DOCUMENT PASSAGE –
______________________________

American baseball player (born 1939)

Louis Stephen Klimchock (born October 15, 1939) is an American former professional baseball infielder. He played parts of 12 seasons in Major League Baseball (MLB) for the Kansas City Athletics, Milwaukee Braves, Washington Senators, New York Mets and Cleveland Indians. Primarily a third baseman and second baseman, Klimchock batted left-handed and threw right-handed. He was listed as 5 ft 11 in tall and 180 lb.

Klimchock is the youngest player to lead off a game with a home run in major league history. On Sept. 28, 1958, the 18-year-old went deep against fellow White Sox rookie Stover McIlwain in the first inning in Chicago. It was the second game for the Athletics infielder in the majors.

A native of Hostetter, Pennsylvania, Klimchock graduated from Latrobe High School. His 15-season pro career began in 1957 and included two stellar seasons in minor league baseball: 1958, when he batted .389 with 25 home runs in the Class C Pioneer League, and 1963, when he hit .352 with 19 homers in 81 games played in the Triple-A Pacific Coast League.

In his most successful MLB campaign, Klimchock batted .287 in 90 games for the 1969 Indians. He also spent part of that season in the Pacific Coast League. All 12 of his major league seasons (1958–66; 1968–70) were punctuated by time spent in the minors.

______________________________

[Stored data entries]
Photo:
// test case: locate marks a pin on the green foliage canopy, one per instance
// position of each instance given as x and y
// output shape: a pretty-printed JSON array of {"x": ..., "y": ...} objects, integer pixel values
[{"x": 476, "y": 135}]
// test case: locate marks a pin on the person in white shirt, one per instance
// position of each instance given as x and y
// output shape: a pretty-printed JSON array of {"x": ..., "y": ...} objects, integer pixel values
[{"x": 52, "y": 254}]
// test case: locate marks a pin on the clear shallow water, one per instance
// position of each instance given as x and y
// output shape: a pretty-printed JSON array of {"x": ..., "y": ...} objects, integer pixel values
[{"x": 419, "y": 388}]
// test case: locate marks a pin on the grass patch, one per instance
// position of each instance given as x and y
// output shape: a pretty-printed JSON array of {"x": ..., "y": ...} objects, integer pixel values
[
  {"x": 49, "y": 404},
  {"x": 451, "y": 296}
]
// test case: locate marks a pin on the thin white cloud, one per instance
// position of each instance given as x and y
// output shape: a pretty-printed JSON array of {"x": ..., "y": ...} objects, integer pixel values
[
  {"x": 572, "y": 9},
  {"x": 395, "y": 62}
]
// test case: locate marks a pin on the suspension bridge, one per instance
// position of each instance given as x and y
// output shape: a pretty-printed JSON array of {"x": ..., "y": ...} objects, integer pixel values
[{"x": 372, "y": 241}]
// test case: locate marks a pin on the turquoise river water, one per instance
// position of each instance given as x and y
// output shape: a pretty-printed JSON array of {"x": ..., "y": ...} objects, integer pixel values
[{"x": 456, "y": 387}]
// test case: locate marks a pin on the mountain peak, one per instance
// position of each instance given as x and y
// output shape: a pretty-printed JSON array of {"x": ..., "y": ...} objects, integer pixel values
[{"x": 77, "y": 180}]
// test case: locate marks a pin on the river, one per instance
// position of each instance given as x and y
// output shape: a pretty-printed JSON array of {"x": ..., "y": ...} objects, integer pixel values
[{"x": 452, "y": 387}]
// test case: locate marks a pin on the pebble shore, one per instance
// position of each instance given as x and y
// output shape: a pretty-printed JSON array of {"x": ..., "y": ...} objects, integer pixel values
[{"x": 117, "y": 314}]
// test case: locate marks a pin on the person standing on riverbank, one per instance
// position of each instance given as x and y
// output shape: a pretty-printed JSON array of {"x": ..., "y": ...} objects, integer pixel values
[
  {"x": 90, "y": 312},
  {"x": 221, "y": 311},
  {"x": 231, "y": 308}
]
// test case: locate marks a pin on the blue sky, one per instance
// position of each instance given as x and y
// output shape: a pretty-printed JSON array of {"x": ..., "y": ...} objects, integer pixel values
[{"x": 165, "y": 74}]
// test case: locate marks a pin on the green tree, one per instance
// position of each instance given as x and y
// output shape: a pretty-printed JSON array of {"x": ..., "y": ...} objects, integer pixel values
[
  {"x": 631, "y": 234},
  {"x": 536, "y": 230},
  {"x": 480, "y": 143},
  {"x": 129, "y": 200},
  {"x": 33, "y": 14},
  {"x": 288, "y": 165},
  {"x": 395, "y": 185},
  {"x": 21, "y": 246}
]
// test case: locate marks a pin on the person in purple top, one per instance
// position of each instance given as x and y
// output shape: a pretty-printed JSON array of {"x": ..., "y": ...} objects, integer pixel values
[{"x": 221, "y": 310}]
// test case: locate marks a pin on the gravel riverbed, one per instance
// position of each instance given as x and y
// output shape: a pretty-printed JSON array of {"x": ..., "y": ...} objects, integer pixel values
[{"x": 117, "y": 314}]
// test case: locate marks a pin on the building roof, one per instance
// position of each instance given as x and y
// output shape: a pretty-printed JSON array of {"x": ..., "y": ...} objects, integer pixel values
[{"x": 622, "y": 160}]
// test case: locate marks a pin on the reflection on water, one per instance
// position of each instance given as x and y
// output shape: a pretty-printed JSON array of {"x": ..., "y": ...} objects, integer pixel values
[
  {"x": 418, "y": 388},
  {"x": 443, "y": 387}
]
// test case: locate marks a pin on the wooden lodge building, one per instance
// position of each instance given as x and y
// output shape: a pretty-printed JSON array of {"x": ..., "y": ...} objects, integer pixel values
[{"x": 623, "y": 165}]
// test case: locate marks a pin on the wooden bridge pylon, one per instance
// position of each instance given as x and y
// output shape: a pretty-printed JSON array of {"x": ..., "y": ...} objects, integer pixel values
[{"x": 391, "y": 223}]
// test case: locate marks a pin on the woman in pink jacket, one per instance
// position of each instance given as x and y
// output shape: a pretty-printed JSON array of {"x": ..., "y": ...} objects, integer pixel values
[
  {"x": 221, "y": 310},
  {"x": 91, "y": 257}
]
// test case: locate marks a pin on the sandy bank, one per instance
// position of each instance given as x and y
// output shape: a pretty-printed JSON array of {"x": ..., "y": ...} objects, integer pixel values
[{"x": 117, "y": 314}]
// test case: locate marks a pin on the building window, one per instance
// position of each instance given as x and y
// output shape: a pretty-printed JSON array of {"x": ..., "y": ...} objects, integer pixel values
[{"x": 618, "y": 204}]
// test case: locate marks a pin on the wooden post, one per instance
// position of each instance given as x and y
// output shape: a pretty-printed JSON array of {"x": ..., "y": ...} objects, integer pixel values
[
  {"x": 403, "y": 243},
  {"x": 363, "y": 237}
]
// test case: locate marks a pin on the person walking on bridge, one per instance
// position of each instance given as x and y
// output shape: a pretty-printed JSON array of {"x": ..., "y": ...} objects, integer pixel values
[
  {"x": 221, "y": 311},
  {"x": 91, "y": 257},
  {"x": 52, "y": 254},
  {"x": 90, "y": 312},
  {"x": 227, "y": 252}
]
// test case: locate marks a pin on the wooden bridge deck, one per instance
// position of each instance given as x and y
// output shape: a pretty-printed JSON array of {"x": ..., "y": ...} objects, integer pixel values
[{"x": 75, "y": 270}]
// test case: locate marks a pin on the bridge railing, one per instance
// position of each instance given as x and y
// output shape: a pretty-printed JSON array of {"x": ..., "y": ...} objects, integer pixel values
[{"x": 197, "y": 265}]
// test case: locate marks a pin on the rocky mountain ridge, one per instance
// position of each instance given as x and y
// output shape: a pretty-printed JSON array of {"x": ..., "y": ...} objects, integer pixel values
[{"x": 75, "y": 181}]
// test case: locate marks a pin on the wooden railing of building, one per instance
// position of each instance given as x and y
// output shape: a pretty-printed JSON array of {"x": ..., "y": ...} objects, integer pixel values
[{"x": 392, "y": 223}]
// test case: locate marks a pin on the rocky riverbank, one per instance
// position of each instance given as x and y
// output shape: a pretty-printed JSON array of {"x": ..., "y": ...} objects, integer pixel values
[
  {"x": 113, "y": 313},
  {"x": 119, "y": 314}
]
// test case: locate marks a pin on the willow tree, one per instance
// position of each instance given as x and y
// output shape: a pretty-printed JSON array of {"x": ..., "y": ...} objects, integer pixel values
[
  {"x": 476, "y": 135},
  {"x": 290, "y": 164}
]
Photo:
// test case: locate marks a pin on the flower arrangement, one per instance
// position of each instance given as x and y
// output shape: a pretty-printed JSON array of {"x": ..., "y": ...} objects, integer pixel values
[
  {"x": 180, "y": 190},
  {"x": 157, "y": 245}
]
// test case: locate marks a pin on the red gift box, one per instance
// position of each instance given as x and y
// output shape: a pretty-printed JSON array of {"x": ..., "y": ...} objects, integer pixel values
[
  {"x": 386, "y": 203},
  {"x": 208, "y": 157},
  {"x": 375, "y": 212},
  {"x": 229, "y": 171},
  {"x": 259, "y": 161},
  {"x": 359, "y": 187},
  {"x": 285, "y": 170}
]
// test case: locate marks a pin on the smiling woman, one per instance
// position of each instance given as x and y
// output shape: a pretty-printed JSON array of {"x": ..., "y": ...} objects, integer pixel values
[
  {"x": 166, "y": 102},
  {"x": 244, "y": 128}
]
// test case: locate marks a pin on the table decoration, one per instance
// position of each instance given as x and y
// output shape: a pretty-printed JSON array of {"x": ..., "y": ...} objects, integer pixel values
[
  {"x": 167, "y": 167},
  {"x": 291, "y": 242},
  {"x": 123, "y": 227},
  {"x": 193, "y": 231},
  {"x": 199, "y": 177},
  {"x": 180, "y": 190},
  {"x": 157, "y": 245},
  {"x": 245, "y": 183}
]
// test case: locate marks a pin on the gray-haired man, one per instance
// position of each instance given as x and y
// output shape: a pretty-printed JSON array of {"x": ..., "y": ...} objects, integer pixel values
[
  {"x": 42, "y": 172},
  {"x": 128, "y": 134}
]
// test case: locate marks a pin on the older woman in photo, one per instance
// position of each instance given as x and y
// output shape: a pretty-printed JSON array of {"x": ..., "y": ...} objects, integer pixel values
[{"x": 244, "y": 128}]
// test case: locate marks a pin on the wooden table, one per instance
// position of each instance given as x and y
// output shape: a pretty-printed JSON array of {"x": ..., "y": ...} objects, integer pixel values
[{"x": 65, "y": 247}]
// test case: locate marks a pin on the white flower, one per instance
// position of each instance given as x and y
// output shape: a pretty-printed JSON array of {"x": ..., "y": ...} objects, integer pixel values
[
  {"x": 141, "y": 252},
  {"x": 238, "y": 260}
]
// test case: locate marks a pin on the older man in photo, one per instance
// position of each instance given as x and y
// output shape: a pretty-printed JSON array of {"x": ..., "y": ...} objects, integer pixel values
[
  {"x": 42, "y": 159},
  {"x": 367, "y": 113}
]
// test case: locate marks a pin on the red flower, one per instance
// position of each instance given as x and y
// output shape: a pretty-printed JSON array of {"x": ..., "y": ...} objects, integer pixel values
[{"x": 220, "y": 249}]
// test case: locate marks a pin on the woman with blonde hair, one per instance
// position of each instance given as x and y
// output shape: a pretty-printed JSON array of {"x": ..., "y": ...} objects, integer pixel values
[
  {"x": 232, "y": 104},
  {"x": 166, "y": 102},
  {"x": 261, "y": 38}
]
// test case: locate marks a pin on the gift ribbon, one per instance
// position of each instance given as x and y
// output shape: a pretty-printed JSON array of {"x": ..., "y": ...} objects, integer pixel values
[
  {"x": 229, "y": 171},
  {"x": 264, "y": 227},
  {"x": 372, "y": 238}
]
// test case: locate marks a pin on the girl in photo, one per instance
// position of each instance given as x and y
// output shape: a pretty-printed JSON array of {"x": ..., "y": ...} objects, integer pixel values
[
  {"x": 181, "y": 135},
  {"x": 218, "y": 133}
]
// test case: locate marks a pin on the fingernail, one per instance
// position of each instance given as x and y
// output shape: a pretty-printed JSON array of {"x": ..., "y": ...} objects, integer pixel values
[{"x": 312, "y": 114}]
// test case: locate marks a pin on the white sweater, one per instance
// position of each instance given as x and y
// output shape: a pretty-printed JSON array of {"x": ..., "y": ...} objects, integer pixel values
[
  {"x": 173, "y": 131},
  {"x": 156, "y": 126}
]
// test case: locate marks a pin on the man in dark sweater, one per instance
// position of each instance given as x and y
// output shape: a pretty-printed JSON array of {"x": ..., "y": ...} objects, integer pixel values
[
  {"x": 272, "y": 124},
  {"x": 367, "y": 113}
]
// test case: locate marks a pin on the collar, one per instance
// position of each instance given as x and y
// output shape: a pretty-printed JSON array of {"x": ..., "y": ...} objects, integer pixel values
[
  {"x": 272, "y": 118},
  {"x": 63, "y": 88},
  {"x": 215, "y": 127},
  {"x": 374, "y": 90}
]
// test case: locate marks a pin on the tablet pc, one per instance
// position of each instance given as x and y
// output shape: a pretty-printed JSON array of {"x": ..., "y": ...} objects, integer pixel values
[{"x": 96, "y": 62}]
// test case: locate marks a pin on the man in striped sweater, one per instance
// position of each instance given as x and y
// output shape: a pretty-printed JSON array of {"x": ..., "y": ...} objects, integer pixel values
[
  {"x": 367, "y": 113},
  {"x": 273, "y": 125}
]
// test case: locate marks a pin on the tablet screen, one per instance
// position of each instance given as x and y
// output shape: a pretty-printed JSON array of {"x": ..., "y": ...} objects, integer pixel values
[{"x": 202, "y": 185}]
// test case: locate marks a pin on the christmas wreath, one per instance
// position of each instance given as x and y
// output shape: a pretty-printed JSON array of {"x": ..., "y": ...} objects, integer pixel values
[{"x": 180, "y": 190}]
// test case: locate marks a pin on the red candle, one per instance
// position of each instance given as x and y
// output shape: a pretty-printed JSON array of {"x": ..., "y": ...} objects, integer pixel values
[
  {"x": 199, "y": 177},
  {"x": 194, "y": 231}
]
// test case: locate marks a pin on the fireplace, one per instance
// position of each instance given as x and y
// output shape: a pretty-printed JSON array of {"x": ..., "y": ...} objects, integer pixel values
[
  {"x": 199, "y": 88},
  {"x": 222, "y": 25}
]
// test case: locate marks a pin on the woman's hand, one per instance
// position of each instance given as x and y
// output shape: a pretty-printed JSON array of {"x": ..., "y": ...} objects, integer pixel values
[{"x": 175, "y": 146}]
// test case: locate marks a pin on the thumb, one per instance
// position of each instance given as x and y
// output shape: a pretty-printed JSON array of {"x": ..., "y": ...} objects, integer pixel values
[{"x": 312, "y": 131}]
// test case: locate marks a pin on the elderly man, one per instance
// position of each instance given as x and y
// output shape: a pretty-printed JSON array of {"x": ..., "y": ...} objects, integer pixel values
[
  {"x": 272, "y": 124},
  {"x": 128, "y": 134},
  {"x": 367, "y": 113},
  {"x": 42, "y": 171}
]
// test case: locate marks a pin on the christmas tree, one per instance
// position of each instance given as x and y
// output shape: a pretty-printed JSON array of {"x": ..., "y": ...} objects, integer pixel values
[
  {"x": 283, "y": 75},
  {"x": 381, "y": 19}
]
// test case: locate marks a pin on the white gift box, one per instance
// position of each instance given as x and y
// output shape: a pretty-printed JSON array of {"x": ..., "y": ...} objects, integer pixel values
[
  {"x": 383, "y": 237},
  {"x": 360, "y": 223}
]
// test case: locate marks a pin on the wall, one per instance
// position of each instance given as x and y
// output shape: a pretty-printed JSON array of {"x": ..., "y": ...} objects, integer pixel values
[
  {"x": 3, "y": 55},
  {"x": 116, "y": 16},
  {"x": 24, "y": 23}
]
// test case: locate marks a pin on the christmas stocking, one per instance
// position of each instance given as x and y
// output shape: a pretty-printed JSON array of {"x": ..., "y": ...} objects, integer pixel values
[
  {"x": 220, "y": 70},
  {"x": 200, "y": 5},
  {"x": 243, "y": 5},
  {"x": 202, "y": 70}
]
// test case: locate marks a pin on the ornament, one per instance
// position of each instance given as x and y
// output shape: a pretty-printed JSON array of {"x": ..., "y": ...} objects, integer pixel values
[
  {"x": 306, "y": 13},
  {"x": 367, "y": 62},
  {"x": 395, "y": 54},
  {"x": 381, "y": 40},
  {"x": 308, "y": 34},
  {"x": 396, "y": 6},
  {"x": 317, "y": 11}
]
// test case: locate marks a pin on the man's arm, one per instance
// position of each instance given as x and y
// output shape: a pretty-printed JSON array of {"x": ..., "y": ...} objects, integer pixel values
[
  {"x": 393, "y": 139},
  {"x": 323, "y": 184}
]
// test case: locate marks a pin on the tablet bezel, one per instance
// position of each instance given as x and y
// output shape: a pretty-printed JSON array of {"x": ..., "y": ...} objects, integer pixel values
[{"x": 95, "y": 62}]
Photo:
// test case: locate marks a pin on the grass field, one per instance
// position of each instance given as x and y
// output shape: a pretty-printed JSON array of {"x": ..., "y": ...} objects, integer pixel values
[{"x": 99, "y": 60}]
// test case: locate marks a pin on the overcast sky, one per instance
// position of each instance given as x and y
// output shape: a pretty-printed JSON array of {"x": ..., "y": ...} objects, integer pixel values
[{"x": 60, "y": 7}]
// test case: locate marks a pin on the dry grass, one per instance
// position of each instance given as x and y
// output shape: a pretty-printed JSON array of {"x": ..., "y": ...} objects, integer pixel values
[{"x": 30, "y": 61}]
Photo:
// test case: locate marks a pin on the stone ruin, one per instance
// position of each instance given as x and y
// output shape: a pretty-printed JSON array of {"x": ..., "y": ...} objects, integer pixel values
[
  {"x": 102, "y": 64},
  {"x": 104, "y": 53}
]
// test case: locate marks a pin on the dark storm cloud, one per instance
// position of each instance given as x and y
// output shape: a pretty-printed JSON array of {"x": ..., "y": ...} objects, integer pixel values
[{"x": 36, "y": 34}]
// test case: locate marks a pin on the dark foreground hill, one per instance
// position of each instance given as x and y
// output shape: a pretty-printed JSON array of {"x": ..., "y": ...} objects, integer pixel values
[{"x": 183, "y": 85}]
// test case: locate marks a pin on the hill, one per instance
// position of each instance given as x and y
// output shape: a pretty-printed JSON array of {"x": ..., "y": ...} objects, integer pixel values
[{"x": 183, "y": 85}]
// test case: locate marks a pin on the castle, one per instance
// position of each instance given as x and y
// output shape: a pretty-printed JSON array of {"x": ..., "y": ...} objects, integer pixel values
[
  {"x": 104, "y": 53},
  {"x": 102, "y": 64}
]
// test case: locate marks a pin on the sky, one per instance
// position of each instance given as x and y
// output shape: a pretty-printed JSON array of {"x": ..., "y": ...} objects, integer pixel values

______________________________

REQUIRED ACTION 1 –
From the Klimchock biography, list every Major League Baseball team he played for.
REQUIRED ACTION 2 –
Please transcribe the Klimchock biography between "In his most" and "in the minors.", inclusive.

WRITTEN ANSWER 1 –
Kansas City Athletics, Milwaukee Braves, Washington Senators, New York Mets, Cleveland Indians

WRITTEN ANSWER 2 –
In his most successful MLB campaign, Klimchock batted .287 in 90 games for the 1969 Indians. He also spent part of that season in the Pacific Coast League. All 12 of his major league seasons (1958–66; 1968–70) were punctuated by time spent in the minors.